TASK TO CARRY OUT: Please gather every line of the entries below that contains the word "ball", and copy each one unchanged.

........

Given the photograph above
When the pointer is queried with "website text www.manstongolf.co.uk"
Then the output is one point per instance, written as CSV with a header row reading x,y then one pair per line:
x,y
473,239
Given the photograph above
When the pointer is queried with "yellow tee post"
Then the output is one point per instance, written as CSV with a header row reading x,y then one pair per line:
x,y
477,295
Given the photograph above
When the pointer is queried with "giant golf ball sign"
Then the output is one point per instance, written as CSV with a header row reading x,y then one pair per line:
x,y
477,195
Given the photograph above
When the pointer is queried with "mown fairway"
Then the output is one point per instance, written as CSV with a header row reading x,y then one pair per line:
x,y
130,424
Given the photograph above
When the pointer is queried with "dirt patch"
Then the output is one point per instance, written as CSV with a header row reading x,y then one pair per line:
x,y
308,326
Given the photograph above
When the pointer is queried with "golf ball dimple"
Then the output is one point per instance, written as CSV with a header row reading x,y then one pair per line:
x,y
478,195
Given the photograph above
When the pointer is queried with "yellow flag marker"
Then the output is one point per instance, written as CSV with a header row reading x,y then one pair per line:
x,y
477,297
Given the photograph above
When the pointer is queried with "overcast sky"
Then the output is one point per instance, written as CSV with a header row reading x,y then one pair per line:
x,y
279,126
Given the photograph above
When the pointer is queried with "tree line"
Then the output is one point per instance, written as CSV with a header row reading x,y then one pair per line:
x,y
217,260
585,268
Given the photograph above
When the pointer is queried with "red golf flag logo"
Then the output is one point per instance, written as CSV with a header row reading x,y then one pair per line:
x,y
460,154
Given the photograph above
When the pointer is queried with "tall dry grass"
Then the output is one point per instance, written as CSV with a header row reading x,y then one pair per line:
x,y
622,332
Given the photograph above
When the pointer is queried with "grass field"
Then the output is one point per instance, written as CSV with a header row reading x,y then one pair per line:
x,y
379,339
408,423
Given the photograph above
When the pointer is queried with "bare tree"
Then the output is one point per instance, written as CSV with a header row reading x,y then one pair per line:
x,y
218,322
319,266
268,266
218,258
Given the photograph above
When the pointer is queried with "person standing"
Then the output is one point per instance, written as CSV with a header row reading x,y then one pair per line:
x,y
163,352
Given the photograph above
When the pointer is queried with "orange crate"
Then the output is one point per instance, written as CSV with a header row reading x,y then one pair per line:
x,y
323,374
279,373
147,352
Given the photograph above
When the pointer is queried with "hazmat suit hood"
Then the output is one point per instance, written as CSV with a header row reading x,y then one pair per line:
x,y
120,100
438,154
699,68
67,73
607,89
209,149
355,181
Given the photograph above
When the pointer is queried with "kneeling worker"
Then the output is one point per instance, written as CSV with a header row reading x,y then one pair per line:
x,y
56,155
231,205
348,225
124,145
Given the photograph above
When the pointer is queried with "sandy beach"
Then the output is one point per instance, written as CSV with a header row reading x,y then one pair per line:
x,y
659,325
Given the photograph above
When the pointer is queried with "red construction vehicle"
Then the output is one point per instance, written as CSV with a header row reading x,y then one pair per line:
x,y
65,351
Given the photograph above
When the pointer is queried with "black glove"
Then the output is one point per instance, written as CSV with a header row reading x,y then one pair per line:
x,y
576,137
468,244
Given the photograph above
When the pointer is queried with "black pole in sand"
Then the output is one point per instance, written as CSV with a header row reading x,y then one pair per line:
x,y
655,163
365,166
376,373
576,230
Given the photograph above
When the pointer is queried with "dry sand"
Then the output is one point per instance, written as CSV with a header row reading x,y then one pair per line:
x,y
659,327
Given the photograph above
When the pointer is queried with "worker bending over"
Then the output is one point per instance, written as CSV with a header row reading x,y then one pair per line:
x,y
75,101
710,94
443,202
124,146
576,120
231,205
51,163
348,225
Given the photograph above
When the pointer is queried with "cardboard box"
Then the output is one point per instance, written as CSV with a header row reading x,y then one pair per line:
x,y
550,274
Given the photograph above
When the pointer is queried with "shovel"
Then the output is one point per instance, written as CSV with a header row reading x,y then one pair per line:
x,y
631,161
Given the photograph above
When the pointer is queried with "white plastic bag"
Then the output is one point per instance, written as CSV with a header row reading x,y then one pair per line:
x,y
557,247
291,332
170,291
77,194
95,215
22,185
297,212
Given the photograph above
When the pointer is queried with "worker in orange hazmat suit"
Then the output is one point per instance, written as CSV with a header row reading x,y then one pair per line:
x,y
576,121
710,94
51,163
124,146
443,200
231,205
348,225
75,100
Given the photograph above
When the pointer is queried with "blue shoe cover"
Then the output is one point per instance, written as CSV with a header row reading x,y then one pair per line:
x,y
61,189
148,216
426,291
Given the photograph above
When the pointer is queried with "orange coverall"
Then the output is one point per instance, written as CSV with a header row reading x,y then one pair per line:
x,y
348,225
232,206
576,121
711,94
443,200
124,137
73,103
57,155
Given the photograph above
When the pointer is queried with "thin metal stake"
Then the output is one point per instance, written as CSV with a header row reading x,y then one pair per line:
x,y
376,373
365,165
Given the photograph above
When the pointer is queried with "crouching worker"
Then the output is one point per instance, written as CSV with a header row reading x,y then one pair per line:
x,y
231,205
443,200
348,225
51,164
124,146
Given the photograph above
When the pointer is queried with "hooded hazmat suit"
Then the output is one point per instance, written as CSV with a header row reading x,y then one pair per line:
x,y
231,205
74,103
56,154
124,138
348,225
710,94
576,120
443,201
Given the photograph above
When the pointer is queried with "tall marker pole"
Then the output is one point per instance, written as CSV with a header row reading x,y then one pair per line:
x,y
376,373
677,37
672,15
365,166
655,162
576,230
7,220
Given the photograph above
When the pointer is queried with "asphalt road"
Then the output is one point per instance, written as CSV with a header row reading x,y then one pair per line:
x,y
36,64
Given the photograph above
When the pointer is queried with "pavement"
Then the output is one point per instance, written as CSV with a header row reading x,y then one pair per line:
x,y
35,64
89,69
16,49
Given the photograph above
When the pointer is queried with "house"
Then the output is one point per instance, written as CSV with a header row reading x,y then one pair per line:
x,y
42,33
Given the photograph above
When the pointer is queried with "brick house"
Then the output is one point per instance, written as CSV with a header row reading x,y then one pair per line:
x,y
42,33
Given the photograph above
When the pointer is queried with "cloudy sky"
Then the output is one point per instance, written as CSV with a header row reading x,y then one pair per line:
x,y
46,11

........

RESPONSE TO THIS TASK:
When the pointer is queried with "giant golf ball sign"
When the pointer is queried with "golf ball dimple"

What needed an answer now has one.